--- START ---

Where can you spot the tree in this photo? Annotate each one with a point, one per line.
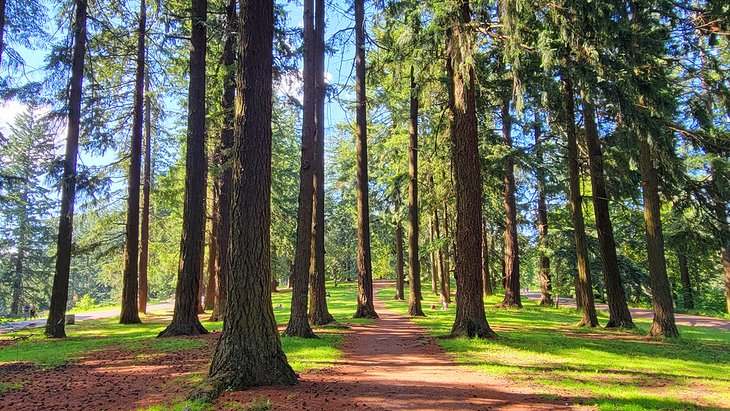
(224, 181)
(511, 243)
(26, 155)
(298, 325)
(249, 352)
(584, 288)
(318, 312)
(130, 309)
(365, 307)
(542, 218)
(414, 264)
(55, 325)
(146, 191)
(185, 318)
(470, 318)
(618, 309)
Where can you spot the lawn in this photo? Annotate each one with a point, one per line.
(32, 346)
(613, 370)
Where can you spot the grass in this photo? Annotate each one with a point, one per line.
(613, 370)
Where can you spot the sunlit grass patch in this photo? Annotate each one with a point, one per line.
(611, 369)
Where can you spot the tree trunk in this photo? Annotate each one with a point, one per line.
(318, 312)
(414, 264)
(663, 324)
(584, 288)
(59, 297)
(365, 307)
(399, 277)
(15, 305)
(209, 302)
(298, 321)
(542, 221)
(511, 240)
(146, 189)
(486, 277)
(226, 146)
(440, 263)
(130, 285)
(446, 273)
(2, 30)
(470, 319)
(249, 352)
(684, 277)
(434, 281)
(618, 309)
(185, 317)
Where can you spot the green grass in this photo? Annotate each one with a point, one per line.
(613, 370)
(88, 336)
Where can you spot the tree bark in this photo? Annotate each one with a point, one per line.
(684, 277)
(618, 309)
(584, 288)
(249, 352)
(185, 317)
(542, 220)
(365, 307)
(446, 273)
(663, 324)
(226, 146)
(2, 30)
(146, 189)
(298, 325)
(432, 237)
(511, 240)
(414, 264)
(399, 277)
(209, 302)
(440, 256)
(318, 312)
(55, 327)
(130, 278)
(486, 276)
(470, 319)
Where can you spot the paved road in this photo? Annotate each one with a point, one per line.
(92, 315)
(643, 313)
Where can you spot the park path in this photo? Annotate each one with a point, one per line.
(394, 364)
(643, 313)
(91, 315)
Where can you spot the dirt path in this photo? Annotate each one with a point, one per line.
(643, 313)
(394, 364)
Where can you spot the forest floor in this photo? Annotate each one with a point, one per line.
(540, 361)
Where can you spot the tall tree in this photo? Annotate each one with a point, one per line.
(511, 243)
(618, 309)
(318, 312)
(55, 325)
(414, 264)
(146, 189)
(399, 263)
(26, 153)
(209, 302)
(185, 317)
(225, 179)
(542, 219)
(130, 309)
(249, 351)
(365, 307)
(486, 275)
(470, 317)
(584, 288)
(298, 325)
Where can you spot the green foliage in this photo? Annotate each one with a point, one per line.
(612, 370)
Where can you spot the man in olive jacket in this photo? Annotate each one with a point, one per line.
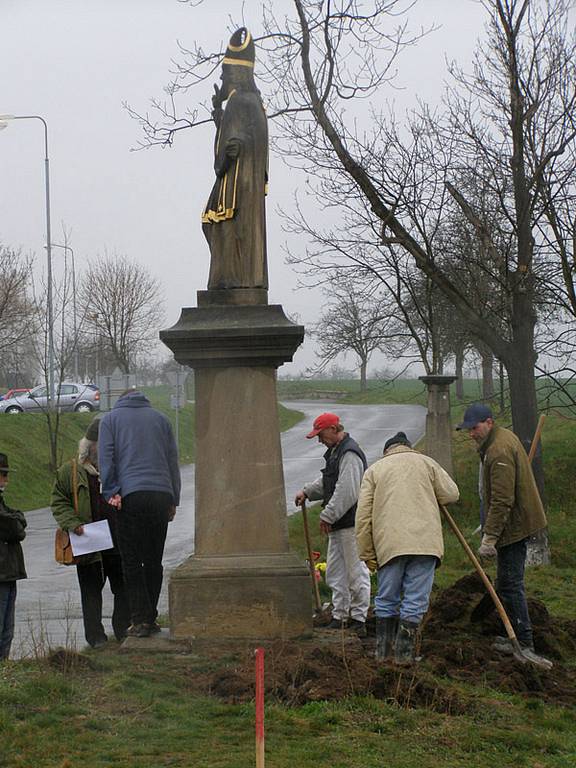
(12, 532)
(513, 510)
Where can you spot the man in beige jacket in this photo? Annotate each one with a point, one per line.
(399, 534)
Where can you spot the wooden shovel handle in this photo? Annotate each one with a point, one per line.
(311, 559)
(487, 583)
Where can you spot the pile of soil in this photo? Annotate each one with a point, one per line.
(336, 664)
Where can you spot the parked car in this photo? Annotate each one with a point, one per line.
(70, 396)
(14, 392)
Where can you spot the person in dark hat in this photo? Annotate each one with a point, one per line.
(337, 487)
(399, 535)
(76, 500)
(234, 219)
(513, 512)
(12, 532)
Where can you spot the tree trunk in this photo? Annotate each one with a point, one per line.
(459, 370)
(363, 383)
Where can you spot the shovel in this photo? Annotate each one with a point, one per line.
(486, 604)
(518, 653)
(315, 589)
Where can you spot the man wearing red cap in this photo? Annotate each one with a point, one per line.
(338, 487)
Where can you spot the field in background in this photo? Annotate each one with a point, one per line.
(151, 711)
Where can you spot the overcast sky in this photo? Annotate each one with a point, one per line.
(75, 61)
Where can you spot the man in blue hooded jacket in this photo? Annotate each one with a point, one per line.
(140, 475)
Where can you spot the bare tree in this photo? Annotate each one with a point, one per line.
(123, 306)
(514, 112)
(14, 299)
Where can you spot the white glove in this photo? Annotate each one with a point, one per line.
(487, 548)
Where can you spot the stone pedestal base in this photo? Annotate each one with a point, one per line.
(439, 428)
(258, 597)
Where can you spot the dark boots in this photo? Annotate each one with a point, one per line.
(386, 629)
(404, 652)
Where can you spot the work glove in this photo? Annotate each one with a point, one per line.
(487, 548)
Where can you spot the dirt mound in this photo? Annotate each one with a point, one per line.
(335, 664)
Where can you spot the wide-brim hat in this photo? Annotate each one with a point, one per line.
(474, 414)
(323, 421)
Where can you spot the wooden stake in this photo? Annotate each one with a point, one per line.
(536, 438)
(259, 653)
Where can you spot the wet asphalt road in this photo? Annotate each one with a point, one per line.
(48, 609)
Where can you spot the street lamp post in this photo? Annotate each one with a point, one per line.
(4, 119)
(74, 312)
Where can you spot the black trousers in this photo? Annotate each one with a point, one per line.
(91, 579)
(510, 566)
(141, 530)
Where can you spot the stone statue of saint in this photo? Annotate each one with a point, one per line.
(234, 220)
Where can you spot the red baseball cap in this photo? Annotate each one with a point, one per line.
(322, 422)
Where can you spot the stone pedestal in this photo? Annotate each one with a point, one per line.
(438, 424)
(242, 581)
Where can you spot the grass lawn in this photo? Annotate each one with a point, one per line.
(24, 438)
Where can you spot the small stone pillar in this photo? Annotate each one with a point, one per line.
(242, 581)
(438, 424)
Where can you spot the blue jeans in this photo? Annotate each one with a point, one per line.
(404, 586)
(510, 587)
(7, 605)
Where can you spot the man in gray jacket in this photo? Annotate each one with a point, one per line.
(12, 532)
(338, 487)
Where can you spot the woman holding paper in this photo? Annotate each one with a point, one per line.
(76, 501)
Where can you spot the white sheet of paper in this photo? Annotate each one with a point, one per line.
(95, 538)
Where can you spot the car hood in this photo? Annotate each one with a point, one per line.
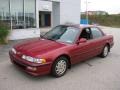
(38, 46)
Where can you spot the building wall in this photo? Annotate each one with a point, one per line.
(70, 11)
(55, 14)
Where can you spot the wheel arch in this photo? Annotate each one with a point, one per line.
(108, 44)
(66, 56)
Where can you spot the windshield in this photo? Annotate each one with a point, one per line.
(62, 34)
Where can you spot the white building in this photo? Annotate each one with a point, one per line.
(27, 16)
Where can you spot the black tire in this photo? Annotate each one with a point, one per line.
(105, 51)
(56, 67)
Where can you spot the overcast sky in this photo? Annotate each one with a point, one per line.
(111, 6)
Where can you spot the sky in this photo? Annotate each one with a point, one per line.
(110, 6)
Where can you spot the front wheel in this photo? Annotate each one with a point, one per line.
(59, 67)
(105, 51)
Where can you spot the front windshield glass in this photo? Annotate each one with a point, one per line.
(62, 34)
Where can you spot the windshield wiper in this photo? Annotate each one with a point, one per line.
(50, 39)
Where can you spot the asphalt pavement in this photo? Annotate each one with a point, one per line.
(94, 74)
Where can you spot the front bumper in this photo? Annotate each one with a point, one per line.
(38, 69)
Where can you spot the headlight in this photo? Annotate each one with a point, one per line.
(35, 60)
(13, 50)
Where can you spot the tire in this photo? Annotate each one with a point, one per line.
(59, 67)
(105, 52)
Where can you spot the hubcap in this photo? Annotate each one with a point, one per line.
(61, 67)
(106, 51)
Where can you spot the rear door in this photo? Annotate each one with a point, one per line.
(97, 42)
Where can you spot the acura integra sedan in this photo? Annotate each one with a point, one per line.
(65, 45)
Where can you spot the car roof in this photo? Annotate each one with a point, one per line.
(80, 26)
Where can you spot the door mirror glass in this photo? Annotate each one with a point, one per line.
(82, 40)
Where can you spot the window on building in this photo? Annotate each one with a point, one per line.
(29, 8)
(4, 11)
(17, 14)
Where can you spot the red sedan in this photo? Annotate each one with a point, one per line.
(60, 48)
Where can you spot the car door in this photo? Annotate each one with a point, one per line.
(97, 41)
(82, 51)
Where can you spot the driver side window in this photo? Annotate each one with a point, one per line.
(86, 33)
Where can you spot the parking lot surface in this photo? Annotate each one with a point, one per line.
(94, 74)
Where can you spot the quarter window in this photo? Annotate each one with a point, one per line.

--- END ---

TASK GOAL
Leaving out every line before the one with "Where can you spot the driver", print the rest of the listing above exactly, through its final line.

OUTPUT OF THE EXERCISE
Where can you spot the driver side window in this photo? Annotate each one with a point, one per line.
(86, 33)
Where can you spot the parking lot surface in this photo? Annotate each one with a point, one per line.
(94, 74)
Where can you spot the quarter window in this photo? Annotate each one with a point, one per line.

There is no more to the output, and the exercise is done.